Goal of the exercise:
Reproduce verbatim the stretch of the post on the Panthers' loss to Dallas from "Tuesday, September 29, 2009" through "bringing the pressure.".

Text extract:
════

Tuesday, September 29, 2009

Observations of a 21-7 loss

Things I noticed during the Panthers loss to Dallas on Monday night.
  • Jake Delhomme is Carolina's best option at QB. Despite what you may read elsewhere, Delhomme gives the Panthers a chance to win. Yes, I saw that he committed 3 turnovers. I also saw that, on the first interception, Muhsin Muhammad either didn't think the ball was coming to him, or wondered why the ball was coming to him, rather than going up and trying to get the ball that was coming to him. The interception for TD was also not on Jake, as WR Steve Smith admitted he busted the route. His reason--trying to make a play. He was trying to make a play, but he didn't tell Jake that was his intention before the ball came out. The fumble at the end....on Jake or not, Carolina was down 14, and Dallas was bringing the pressure.
  • The Dallas Cowboys are in deeper trouble than even I envisioned. If they run the ball like they have the past 2 weeks, they will be tough to beat. However, saying you ran the ball well against Carolina is like saying you make great cereal. It's not hard to do.
  • Speaking of the Panthers defense, anyone seen Julius Peppers? I'll tell you what, $1 million dollars per game doesn't get you what it used to. Against Atlanta, 2 tackles. Against Dallas, 1 solo, 1 assist. At this point, Panthers fans aren't looking for Peppers to record sacks, they are looking for him to record a stat. A hurry. A pass break up. Heck, if they lined him up at fullback, they could credit him with a block. ANYTHING. I understand that Ron Meeks asks him to do several things in this defense, so I'll get off Peppers for a second, and slip this nugget to Meeks. Peppers is a pass rushing athlete. Turn him loose, and you might...just might...see him do something other than pocket a 7-figure check each week. Then again, Peppers has to want to turn it loose.

════

Dataset entries:
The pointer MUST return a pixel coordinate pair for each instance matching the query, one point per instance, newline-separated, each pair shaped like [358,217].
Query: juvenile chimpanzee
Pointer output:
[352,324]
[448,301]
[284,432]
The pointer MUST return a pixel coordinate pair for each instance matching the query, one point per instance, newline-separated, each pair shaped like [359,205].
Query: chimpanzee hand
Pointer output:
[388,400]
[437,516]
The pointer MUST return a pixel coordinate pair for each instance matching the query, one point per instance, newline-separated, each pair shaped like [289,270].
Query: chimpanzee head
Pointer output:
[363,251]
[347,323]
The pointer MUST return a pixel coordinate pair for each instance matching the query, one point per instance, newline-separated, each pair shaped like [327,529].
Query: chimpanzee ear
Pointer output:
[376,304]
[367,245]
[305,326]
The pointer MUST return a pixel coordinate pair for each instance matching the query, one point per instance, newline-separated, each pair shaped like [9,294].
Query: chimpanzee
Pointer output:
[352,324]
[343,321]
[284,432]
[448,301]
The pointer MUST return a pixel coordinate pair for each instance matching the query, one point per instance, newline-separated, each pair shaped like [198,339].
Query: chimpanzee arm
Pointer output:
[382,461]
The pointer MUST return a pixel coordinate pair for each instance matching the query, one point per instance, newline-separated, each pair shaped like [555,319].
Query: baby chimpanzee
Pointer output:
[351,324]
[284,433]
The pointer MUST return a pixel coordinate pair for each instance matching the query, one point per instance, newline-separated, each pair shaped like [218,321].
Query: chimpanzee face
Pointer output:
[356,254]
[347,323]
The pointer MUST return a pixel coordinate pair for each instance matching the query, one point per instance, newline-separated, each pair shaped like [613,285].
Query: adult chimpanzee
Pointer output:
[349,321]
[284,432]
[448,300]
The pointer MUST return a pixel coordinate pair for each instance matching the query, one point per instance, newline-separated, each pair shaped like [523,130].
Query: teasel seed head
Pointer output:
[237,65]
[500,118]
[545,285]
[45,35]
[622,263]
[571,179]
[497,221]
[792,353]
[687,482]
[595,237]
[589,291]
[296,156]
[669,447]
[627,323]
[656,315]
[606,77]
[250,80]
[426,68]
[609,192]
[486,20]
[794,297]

════

Result for this task:
Tuesday, September 29, 2009

Observations of a 21-7 loss

Things I noticed during the Panthers loss to Dallas on Monday night.
  • Jake Delhomme is Carolina's best option at QB. Despite what you may read elsewhere, Delhomme gives the Panthers a chance to win. Yes, I saw that he committed 3 turnovers. I also saw that, on the first interception, Muhsin Muhammad either didn't think the ball was coming to him, or wondered why the ball was coming to him, rather than going up and trying to get the ball that was coming to him. The interception for TD was also not on Jake, as WR Steve Smith admitted he busted the route. His reason--trying to make a play. He was trying to make a play, but he didn't tell Jake that was his intention before the ball came out. The fumble at the end....on Jake or not, Carolina was down 14, and Dallas was bringing the pressure.